Start of EXTRACT

Nov. 22, 2008
Runways Cafe II
For once, I hardly noticed what I ate
(salmon and broccoli and Saint-Véran).
My elbow twitched like jumping beans; sweat ran
into my shirtsleeves. Could I concentrate
on anything but your leg against mine
under the table? It was difficult,
but I impersonated an adult
looking at you, and knocking back the wine.
Now that we both want to know what we want,
now that we both want to know what we know,
it still behooves us to know what to do:
be circumspect, be generous, be brave,
be honest, be together, and behave.
At least I didn't get white sauce down my front.
It's the birthday of the woman who served as the model for Picasso's Weeping Woman portraits, Dora Maar, born in Tours, France (1907). She was born Théodora Markovitch, and an artist in her own right, known for her surreal photographs of the reproductive parts of flowers. She was 29 years old when she met Picasso, who was 55. She had grown up in Argentina, and they spoke Spanish together. They formed a quick bond.
A few months later, they moved in together, and Dora Maar began a photo documentary of Picasso's anti-war painting "Guernica." She was his lover and his muse. For "Guernica," she posed for him as a grief-stricken woman carrying her dead child. Ironically, this was during one of the rare periods when she was happy being with Picasso.
In 1945, after they had lived together for nine years, Picasso fell in love with an even younger woman, and he dumped Dora Maar. She had a nervous collapse. She was found naked on the stairs outside her apartment and put in a psychiatric hospital in Paris, where she underwent electroshock therapy. She gradually regained her mental health, but it was another decade before she produced her own art again.
Dora Maar kept all the art Picasso had made for her in her apartment on the Left Bank of Paris, where she died in 1997 at age 90, a recluse without any heirs. The paintings and drawings she had hoarded sold at auction for $30 million. In 2006, a portrait of Dora Maar by Picasso sold in New York for $95 million, the second-highest price in history for a painting.
It's the feast day of Saint Cecilia, who was the patron saint of musicians because she sang to God as she died a martyr's death. She was born to a noble family in Rome near the end of the second century A.D.

End of EXTRACT

REQUIRED ACTION: Pick up the almanac entry for Nov. 22, 2008 after its final sentence about Saint Cecilia and continue it.

Start of DATA RECORDS

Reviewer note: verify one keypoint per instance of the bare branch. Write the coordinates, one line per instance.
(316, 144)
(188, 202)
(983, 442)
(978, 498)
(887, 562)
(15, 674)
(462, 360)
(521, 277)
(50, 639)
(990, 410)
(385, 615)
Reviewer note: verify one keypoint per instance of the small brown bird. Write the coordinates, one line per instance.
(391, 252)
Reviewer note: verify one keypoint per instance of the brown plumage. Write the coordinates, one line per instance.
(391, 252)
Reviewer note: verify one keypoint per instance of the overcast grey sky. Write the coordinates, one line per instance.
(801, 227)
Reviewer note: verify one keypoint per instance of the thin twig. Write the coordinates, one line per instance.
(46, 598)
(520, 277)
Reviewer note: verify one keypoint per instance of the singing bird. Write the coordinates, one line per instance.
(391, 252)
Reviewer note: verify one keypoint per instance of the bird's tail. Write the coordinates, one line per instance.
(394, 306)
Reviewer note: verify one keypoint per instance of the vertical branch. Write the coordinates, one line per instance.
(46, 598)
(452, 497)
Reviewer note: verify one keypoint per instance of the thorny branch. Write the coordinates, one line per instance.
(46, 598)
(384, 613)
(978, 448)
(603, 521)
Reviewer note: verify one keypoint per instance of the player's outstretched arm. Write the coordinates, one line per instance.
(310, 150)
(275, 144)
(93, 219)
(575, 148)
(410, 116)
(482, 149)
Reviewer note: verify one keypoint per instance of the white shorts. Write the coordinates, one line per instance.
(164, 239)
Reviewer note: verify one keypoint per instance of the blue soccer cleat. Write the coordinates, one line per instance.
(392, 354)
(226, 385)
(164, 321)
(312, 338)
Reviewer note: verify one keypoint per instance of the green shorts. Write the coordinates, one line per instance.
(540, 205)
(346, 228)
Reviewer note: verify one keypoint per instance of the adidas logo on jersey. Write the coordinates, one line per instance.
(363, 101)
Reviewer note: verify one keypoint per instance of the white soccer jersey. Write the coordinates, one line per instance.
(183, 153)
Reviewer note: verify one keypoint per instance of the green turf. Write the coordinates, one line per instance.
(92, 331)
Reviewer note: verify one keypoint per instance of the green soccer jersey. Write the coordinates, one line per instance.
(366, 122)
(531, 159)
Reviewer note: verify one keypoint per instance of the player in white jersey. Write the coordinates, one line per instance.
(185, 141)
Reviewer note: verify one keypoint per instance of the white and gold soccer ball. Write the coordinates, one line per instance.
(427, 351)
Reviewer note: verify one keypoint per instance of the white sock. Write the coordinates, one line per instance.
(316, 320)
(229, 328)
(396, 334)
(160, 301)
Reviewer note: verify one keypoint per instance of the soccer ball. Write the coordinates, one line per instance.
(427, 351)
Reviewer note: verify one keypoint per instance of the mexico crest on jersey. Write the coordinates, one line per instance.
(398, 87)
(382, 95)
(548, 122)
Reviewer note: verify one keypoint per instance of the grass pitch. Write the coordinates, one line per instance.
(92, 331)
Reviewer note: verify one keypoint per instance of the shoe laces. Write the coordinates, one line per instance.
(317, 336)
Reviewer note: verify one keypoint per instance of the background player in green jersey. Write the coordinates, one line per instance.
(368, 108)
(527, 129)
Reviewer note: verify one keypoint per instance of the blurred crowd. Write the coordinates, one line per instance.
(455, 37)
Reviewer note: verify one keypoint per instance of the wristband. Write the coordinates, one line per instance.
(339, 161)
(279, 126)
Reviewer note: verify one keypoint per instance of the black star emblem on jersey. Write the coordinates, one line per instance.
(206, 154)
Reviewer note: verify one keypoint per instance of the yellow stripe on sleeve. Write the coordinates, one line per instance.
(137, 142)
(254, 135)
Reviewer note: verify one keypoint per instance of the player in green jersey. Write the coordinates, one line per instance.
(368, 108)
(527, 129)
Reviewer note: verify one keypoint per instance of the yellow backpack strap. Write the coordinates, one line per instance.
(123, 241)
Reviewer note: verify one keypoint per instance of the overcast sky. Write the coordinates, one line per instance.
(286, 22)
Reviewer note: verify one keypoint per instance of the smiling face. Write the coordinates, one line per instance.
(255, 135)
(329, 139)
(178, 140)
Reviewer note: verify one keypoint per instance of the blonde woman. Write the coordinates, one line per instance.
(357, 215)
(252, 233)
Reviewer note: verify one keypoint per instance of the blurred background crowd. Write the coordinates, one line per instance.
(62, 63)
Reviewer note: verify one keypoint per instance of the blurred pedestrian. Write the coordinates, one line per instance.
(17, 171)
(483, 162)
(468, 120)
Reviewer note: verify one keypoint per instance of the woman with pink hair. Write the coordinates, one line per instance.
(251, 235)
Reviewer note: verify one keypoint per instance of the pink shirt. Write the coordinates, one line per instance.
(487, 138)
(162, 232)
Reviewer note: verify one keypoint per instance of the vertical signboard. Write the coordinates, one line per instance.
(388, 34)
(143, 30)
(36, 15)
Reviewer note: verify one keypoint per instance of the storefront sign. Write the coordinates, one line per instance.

End of DATA RECORDS

WRITTEN ANSWER:
She remained a virgin her whole life. When she got married, she told her new husband, Valerian, that she had a guardian angel who told her to remain a virgin. She sent her husband out to the countryside to be baptized, and when he came back, he found her in her chamber with the angel.
Both Cecilia and Valerian were martyred for their faith. First Valerian was killed, and then they tried to kill Cecilia in an overheated bathhouse, but she found the temperature pleasant. They then tried to behead her, but it didn't kill her. So they left her, and she lay there, bleeding and singing, before she finally died three days later.
Henry Purcell composed music in her honor. Raphael created a piece called "The Ecstasy of St. Cecilia." Chaucer wrote about her in the Second Nonnes Tale, part of his Canterbury Tales.
It was about 12:30 p.m. on this day in 1963 that President John F. Kennedy was fatally shot while riding in a motorcade in Dallas, Texas. The Warren Commission published a report concluding that Lee Harvey Oswald acted alone in shooting the president, a conclusion that less than half of all Americans believe. Don DeLillo wrote the novel Libra (1988) about the Kennedy assassination, and he wrote, "What has become unraveled since that afternoon in Dallas is ... the sense of a coherent reality most of us shared. We seem from that moment to have entered a world of randomness and ambiguity."